Aufgabenziel 1 >> Entnimm der Forumsdiskussion über das Tanken unten wortgetreu den Abschnitt von „Daher meine Bitte“ bis „zu Einseitig geschrieben.“.
Aufgabenziel 2 >> Zieh aus den Datensätzen unten jede Zeile heraus, in der das Wort „below“ vorkommt.

Zitierter Text >>
------------

Später in Raids habe ich mir auch schon von vielen sagen lassen, dass Tanks den leichtesten Job im Spiel haben.Ich hoffe nicht, dass es so ist, da ich Tanken mag , weil man einen gewissen Anspruch hat, der mir mit meinem Schurken fehlt.


----------



## Danro (5. August 2010)

Eiszaepfle schrieb:


> Cool da dich cc und ff nervt bist ja mit cata weg, gute reise dir schonmal.
> 
> Wenn du Brainafk irgendwo durcheiern willst, dann mach des, aber dann such dir auch nen tank der sowas mitmacht.
> es ist übrigens nicht sonderlich effektiv die aggro von einem boss bzw von mobs zu bekommen, weil wenn du dadurch stirbst, machst du 0 dmg, scheiss egal mit welchem equip. soviel mal dazu, also die ausrede, dass du mit deinem ach so tollen dmg aggro ziehst und du des ja so unbedingt machen musst... wegen enrage timer... es ist einfach das resultat dass dd´s dadurch sterben und dann keinerlei dmg mehr machen,
> ...



Da gebe ich dir vollkommen recht ich bin als Heiler, Tank und DD unterwegs und das was mir wirklich seid BC fehlt ist einfach das Teamplay bin ich als DD oder Heiler unterwegs rennen Tanks vor pullen alles was in Sichtweite ist ohne vielleicht darüber nach zu denken das vielleicht der Caster der die Mob's klein macht oder der Heiler der ihn am leben hält genug mana haben. Als Tank geht es mir so (okay ich geb es zu mein Equip ist nicht überragend aber ausreichend für anfängliche ICC bosse) das man dann wiederrum Überequipte DD's bei hat die einen wirklich nicht antanken lassen ich bin nicht mal am Mob dran schon sieht man die Salve und so manchen Blizzard runterkommen das ergebnis ist die DD's liegen im dreck und verlassen die Ini's wie eingeschnappte Kinder weil sie tot sind. 

Daher meine Bitte Leute denkt ans Teamplay ihr seid nicht allein und geflame macht niemanden spass!


----------



## Cloud the Nightmare (5. August 2010)

Dein Post find ich persönlich mal wieder viel zu Einseitig geschrieben.
Ich spiele sowohl Tank,DD und Heiler also jede Rolle.
Mein Krieger hat zumeist beim Tanken keine Probleme wenns um Gruppen Tanken geht.
Und das alle Tanks keine Gruppen Tanken kann ist schwachsinn.
Du schießt dich mal wieder auf die Ausnahmen ein.
So könnte ich mich auf die Sorte DD´s einschießen die mit t9 equip/marken Equip gerade so die 2k Dmg marke knacken in Heros,
und ich als Tank den meisten Schaden mache , was nicht der Sinn eigentlich ist.

------------

Übungsmaterial >>
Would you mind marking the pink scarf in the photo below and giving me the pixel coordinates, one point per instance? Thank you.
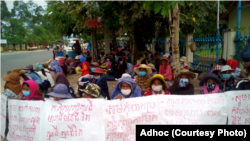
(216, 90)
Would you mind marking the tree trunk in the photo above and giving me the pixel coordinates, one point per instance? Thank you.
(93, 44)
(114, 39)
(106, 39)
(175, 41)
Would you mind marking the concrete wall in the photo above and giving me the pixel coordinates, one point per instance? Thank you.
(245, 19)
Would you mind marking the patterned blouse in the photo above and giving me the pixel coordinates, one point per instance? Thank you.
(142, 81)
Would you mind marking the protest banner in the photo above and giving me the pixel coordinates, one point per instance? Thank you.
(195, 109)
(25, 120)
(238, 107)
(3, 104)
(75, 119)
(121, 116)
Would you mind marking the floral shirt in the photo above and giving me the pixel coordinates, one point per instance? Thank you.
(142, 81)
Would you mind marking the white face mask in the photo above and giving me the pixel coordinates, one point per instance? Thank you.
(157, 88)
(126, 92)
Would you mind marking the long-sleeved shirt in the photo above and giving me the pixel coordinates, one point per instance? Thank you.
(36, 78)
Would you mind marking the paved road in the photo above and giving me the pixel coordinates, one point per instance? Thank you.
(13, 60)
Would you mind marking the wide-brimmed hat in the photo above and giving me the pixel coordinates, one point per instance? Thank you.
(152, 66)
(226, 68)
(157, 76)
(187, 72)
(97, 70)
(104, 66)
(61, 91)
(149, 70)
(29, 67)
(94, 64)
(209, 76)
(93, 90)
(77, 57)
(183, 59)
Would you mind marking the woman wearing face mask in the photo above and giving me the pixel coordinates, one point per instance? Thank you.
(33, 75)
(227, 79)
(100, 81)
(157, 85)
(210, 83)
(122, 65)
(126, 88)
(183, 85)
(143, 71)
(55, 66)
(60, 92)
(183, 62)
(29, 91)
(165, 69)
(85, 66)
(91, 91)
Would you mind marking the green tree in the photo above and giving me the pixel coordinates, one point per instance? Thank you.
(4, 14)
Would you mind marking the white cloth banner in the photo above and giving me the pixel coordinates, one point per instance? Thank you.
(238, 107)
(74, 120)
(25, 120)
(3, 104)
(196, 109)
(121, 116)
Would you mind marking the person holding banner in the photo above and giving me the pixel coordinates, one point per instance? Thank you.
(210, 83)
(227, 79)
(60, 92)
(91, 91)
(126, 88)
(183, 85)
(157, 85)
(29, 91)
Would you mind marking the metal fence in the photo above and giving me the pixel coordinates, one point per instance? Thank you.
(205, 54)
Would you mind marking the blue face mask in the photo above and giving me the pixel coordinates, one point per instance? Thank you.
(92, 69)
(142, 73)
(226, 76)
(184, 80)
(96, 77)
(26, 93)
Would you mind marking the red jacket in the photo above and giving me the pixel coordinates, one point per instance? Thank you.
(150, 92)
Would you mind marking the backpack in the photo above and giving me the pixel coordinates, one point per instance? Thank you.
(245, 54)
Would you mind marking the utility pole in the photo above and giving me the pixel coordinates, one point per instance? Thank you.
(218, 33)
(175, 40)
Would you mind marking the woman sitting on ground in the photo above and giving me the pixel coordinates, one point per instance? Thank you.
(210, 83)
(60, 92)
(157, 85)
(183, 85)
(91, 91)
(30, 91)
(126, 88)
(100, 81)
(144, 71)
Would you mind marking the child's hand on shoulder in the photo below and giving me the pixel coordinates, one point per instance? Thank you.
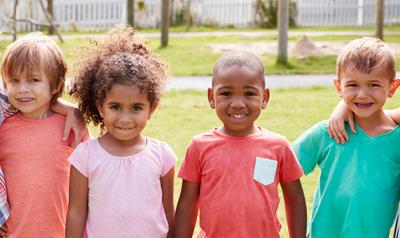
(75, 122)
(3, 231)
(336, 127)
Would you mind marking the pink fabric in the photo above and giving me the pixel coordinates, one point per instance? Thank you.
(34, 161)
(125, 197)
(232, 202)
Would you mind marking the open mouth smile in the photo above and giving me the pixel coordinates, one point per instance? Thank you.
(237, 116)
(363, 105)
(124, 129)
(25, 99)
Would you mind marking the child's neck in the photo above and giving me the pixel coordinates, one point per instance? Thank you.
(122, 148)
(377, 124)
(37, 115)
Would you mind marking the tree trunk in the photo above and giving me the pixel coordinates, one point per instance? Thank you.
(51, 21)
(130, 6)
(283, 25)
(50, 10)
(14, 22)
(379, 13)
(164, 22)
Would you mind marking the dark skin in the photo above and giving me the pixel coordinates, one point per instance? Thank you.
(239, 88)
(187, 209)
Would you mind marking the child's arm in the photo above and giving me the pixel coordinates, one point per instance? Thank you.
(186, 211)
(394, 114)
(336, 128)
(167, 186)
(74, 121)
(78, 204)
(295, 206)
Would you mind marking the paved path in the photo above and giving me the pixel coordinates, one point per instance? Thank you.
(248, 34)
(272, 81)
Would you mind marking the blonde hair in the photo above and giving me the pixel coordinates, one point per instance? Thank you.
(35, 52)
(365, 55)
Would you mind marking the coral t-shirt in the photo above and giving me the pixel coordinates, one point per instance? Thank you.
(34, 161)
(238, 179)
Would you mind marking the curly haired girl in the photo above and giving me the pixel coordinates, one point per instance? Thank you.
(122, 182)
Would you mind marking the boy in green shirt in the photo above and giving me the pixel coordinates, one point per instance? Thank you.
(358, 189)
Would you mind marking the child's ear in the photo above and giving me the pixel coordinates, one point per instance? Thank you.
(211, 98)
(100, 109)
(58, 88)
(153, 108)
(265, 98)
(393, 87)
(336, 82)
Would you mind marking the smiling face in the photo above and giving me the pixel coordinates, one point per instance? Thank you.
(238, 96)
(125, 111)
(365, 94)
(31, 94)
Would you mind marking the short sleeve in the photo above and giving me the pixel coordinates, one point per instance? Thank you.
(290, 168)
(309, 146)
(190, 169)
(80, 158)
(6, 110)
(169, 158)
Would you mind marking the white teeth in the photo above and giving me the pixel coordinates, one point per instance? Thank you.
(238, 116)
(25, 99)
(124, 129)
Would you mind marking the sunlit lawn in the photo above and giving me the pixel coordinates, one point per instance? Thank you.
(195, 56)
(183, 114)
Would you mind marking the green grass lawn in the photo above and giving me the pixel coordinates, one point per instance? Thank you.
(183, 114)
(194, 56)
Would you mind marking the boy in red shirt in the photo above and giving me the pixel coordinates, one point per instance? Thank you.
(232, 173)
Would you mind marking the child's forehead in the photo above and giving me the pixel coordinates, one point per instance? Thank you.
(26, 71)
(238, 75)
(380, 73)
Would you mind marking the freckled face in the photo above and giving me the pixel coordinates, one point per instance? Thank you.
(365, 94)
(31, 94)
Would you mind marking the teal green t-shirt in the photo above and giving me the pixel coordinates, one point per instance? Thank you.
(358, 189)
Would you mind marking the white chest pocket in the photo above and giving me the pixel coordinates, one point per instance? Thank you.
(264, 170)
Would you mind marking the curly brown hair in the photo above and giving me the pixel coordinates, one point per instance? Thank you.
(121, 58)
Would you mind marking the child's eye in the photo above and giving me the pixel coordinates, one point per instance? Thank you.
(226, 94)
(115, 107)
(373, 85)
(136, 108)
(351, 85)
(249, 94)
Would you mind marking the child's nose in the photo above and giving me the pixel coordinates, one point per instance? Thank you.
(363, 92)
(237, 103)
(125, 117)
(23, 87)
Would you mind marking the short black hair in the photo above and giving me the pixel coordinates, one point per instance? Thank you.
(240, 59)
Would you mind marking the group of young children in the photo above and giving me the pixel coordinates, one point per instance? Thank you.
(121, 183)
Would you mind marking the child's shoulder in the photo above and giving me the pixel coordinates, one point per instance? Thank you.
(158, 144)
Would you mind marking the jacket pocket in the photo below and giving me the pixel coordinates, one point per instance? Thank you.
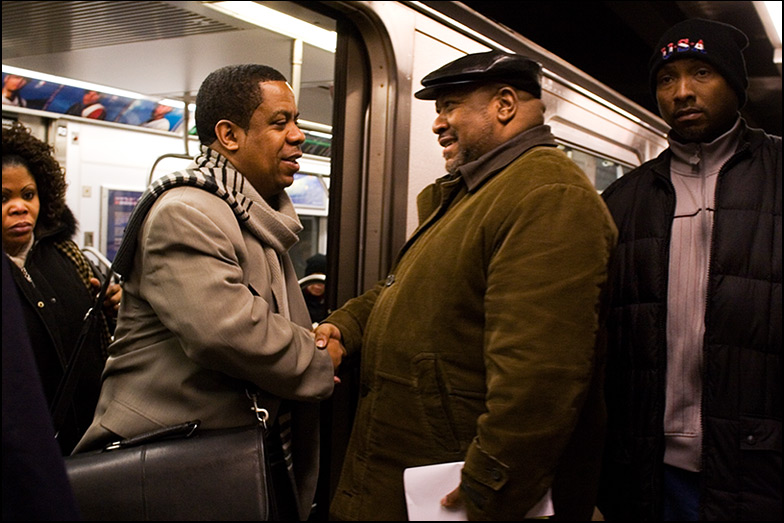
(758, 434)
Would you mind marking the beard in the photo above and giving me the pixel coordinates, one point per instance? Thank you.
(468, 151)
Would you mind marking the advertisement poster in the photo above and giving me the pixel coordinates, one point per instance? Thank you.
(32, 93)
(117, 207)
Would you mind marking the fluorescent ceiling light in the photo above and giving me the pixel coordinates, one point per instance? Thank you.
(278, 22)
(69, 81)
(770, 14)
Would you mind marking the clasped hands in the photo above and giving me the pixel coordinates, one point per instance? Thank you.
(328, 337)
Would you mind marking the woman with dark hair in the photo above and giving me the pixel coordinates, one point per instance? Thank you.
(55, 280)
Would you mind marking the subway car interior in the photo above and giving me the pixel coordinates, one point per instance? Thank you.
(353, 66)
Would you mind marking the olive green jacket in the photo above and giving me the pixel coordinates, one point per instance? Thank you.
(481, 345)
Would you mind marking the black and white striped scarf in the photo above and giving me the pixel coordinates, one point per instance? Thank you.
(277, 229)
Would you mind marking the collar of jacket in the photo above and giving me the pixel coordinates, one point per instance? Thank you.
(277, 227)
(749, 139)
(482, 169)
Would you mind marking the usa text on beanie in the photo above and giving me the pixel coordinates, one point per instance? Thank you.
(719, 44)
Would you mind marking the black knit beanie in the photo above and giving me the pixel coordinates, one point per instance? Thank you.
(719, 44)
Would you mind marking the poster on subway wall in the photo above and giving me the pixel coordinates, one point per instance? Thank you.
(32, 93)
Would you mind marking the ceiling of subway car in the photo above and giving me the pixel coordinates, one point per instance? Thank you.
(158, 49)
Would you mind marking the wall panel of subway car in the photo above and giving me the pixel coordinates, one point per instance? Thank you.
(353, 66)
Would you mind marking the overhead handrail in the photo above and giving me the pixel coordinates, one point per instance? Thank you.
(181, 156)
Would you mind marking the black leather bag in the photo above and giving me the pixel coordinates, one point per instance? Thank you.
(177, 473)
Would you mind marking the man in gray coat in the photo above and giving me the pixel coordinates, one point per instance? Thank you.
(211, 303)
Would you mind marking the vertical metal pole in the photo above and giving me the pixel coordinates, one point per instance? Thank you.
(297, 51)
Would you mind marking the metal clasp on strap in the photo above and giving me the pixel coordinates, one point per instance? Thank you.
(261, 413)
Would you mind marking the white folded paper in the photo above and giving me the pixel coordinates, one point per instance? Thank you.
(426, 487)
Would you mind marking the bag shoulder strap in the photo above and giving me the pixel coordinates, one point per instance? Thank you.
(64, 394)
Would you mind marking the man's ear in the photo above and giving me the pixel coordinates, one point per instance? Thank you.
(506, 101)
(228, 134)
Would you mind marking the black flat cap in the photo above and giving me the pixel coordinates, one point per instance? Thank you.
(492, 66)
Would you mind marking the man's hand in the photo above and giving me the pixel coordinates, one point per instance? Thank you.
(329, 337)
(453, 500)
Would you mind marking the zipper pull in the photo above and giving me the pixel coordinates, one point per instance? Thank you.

------------

Antwort 1 >>
Daher meine Bitte Leute denkt ans Teamplay ihr seid nicht allein und geflame macht niemanden spass!


----------



## Cloud the Nightmare (5. August 2010)

Dein Post find ich persönlich mal wieder viel zu Einseitig geschrieben.

Antwort 2 >>
Would you mind marking the pink scarf in the photo below and giving me the pixel coordinates, one point per instance? Thank you.
Would you mind marking the child's hand on shoulder in the photo below and giving me the pixel coordinates, one point per instance? Thank you.
Would you mind marking the jacket pocket in the photo below and giving me the pixel coordinates, one point per instance? Thank you.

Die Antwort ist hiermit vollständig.